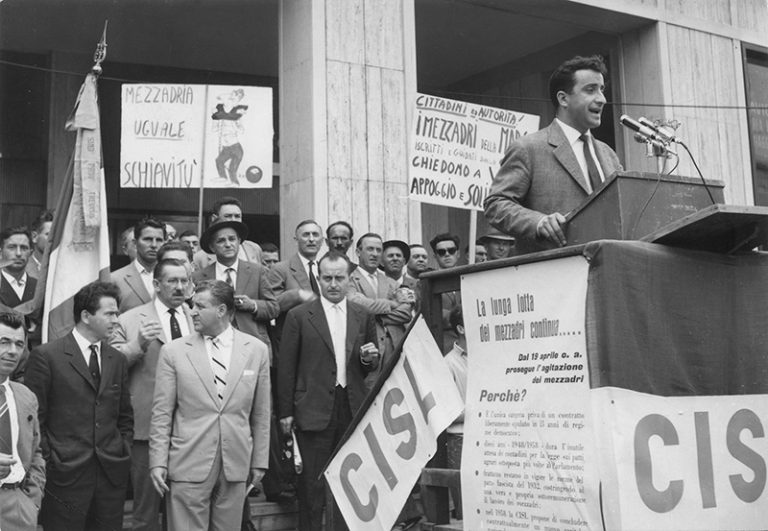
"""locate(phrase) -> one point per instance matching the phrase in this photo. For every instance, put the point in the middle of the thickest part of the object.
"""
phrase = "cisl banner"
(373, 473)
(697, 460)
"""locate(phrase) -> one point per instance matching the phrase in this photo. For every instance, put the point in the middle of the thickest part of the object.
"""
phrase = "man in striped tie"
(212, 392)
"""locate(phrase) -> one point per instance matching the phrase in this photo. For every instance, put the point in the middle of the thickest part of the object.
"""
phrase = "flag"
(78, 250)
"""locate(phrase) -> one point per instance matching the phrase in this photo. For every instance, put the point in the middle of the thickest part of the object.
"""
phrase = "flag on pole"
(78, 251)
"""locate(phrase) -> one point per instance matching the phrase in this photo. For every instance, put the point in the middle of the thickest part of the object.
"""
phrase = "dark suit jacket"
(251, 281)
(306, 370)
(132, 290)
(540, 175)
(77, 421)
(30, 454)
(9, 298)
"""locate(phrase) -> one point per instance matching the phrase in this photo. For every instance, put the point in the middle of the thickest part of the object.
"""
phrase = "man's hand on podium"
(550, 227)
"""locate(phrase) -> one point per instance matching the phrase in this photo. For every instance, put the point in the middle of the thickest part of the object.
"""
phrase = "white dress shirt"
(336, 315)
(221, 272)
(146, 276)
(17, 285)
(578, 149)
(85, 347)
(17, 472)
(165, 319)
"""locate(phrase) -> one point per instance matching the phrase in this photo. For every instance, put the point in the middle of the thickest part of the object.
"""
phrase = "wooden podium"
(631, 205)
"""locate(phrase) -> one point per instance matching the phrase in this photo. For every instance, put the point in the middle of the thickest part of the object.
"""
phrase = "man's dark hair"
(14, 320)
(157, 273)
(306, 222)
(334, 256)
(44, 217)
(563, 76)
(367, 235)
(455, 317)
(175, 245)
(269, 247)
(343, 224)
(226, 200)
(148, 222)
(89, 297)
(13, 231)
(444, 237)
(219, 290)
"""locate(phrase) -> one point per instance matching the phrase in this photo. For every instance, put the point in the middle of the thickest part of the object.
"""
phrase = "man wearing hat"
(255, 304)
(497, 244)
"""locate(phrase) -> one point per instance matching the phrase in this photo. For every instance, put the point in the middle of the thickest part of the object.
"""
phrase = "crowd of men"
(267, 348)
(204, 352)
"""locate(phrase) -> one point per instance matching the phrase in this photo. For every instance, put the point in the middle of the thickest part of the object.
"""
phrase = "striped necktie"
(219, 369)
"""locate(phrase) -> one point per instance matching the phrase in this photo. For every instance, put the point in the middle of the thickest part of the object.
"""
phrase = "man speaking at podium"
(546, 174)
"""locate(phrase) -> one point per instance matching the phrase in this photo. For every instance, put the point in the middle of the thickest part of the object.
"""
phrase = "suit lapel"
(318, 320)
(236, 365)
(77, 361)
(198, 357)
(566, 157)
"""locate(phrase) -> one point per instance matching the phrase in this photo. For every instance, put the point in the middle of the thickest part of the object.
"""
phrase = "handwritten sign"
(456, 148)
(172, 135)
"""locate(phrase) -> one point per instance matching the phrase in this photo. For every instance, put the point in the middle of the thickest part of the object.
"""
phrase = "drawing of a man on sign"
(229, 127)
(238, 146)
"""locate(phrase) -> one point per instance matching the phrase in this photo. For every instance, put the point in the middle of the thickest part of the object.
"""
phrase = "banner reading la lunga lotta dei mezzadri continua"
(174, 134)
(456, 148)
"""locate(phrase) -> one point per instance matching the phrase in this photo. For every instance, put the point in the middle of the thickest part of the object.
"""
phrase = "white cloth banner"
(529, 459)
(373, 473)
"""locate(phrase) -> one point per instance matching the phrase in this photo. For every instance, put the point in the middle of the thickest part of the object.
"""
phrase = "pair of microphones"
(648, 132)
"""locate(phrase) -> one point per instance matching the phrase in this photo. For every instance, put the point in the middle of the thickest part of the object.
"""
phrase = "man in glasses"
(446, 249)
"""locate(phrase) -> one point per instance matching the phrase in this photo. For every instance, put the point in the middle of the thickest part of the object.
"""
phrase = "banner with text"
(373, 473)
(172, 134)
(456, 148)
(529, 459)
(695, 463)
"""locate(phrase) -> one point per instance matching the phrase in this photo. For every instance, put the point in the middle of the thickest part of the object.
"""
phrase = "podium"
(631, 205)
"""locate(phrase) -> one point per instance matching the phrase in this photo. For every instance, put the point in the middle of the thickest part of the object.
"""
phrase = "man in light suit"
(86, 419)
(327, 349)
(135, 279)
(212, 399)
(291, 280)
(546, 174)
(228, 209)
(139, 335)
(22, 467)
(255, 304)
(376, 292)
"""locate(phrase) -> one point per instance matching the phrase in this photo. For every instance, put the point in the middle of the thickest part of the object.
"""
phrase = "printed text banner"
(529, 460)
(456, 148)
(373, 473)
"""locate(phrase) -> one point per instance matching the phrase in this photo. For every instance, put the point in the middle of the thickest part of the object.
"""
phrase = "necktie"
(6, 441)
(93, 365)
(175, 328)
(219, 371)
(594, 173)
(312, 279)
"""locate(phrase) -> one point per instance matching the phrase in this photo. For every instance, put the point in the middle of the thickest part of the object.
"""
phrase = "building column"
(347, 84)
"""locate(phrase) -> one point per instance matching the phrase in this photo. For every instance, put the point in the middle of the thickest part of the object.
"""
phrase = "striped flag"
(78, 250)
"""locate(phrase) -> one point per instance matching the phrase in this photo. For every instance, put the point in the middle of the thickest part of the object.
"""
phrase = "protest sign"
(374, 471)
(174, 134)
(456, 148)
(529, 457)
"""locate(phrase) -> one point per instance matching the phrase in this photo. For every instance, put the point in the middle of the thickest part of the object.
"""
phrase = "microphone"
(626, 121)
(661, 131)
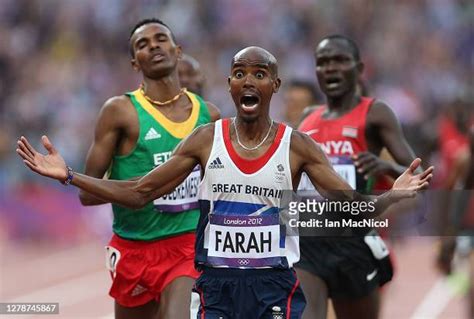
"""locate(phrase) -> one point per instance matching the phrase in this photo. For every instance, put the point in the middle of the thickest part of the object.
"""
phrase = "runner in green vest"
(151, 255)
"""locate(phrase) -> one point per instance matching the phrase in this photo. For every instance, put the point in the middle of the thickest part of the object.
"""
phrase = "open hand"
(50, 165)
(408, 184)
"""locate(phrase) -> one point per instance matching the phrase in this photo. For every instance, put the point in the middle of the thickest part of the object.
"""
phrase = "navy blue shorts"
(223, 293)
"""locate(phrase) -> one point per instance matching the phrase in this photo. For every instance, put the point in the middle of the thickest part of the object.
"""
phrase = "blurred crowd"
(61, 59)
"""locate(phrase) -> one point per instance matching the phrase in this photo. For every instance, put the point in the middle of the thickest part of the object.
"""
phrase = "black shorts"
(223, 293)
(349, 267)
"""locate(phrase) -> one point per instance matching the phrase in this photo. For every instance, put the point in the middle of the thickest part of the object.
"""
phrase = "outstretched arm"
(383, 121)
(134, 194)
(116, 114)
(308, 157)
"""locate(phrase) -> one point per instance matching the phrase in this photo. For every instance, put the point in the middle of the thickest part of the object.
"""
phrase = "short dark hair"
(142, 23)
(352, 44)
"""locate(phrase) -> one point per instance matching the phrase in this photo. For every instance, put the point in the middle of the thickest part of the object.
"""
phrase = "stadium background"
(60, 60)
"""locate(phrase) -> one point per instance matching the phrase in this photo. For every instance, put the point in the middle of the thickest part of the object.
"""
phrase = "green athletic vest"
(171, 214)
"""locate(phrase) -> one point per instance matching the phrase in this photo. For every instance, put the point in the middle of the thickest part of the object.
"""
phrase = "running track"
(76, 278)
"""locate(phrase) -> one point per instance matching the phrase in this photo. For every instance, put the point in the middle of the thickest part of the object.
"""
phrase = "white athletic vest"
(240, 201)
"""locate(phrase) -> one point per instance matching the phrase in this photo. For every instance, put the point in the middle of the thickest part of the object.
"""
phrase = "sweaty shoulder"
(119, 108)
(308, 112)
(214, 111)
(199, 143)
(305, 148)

--

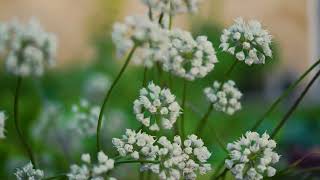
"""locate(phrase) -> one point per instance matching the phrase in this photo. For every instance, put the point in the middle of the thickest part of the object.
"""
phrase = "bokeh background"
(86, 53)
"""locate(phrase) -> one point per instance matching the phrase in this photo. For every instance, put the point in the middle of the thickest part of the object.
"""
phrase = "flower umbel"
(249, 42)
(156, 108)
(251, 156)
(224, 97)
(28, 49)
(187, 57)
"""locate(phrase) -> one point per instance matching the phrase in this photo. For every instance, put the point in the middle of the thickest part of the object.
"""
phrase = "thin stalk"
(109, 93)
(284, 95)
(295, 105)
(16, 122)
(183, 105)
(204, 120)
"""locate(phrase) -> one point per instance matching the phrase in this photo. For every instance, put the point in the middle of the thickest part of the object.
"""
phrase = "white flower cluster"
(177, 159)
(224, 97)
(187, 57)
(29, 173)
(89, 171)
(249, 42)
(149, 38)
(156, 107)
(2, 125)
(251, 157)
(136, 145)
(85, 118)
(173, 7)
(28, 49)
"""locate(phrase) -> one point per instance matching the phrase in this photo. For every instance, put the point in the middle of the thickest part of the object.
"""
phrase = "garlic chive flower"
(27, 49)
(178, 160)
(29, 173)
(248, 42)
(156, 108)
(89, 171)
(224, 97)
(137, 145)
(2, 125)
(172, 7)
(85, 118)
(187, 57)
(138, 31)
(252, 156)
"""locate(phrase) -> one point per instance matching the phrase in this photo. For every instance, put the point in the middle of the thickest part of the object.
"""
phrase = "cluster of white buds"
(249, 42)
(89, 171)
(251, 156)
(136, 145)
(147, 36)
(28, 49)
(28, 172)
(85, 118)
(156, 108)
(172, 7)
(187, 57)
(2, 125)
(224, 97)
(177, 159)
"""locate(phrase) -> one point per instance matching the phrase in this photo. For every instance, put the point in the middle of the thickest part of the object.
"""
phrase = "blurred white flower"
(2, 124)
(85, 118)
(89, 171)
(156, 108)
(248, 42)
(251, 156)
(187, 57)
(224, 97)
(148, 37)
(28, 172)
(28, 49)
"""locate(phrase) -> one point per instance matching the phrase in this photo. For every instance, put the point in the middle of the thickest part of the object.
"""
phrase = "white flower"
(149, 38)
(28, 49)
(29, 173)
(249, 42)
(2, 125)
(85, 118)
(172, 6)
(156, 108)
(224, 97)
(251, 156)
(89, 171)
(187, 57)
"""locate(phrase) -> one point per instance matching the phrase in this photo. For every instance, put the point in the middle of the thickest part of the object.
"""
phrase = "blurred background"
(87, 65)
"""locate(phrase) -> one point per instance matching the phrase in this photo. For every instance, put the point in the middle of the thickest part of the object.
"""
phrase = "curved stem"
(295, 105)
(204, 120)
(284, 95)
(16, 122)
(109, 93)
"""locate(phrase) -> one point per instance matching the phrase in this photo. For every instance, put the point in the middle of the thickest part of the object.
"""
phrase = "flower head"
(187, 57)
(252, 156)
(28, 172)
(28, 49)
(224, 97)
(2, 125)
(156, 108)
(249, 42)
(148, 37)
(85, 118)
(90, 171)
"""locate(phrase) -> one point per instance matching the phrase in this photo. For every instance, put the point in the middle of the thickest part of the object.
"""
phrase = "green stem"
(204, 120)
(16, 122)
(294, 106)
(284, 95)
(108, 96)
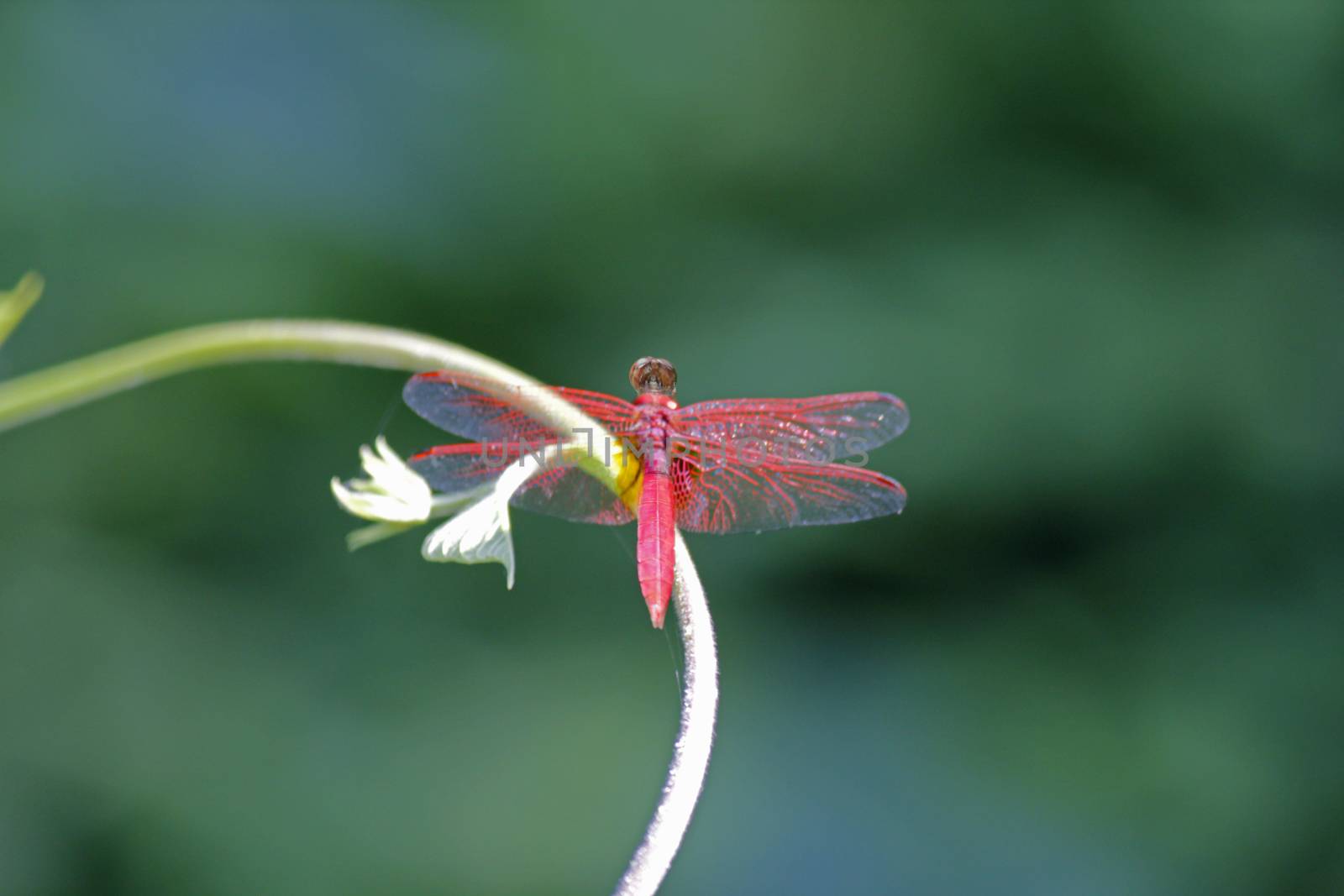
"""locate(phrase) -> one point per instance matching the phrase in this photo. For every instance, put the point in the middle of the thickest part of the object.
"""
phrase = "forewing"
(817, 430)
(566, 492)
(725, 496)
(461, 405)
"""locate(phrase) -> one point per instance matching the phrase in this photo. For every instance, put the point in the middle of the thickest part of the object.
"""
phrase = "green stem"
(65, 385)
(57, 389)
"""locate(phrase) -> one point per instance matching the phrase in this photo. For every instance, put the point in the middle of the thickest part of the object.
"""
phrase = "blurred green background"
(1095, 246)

* * *

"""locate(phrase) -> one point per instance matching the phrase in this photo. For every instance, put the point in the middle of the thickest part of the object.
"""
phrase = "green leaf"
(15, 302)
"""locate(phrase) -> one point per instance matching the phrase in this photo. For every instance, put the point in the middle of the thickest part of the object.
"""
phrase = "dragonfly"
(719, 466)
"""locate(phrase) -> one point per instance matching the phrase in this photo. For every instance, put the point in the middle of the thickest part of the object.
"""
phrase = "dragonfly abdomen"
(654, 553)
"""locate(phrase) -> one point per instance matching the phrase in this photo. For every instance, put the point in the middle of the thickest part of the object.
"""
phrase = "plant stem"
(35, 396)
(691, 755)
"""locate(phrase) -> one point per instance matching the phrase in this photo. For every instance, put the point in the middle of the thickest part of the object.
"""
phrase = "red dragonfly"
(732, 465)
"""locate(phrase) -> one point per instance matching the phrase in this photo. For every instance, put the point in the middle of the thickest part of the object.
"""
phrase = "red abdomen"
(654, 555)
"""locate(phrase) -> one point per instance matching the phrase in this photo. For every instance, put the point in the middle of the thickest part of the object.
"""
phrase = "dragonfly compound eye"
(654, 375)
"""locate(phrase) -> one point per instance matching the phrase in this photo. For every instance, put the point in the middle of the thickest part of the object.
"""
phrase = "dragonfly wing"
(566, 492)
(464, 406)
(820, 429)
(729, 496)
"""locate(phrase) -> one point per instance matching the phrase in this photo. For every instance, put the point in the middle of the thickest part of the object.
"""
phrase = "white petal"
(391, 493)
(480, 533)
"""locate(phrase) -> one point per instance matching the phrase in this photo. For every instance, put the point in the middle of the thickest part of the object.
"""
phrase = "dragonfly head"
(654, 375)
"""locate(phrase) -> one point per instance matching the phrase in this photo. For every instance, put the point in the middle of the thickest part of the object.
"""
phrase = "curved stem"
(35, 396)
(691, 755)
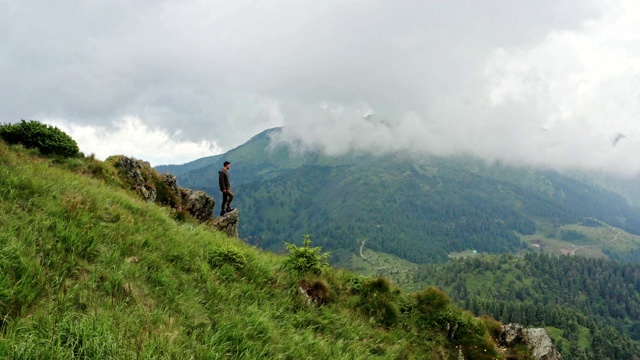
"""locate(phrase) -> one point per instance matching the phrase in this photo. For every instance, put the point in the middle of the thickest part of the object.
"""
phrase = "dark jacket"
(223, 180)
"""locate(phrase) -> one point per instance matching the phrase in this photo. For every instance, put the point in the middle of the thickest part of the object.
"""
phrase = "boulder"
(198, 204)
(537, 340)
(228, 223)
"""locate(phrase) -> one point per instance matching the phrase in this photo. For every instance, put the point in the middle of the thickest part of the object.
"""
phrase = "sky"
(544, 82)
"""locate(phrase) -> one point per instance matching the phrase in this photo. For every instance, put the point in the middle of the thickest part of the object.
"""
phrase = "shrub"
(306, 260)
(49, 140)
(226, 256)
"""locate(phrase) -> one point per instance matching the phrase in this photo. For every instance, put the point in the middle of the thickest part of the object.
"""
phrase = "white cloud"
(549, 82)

The problem
How many lines in the data contain the word "necktie"? Give only the number.

Response to the task
2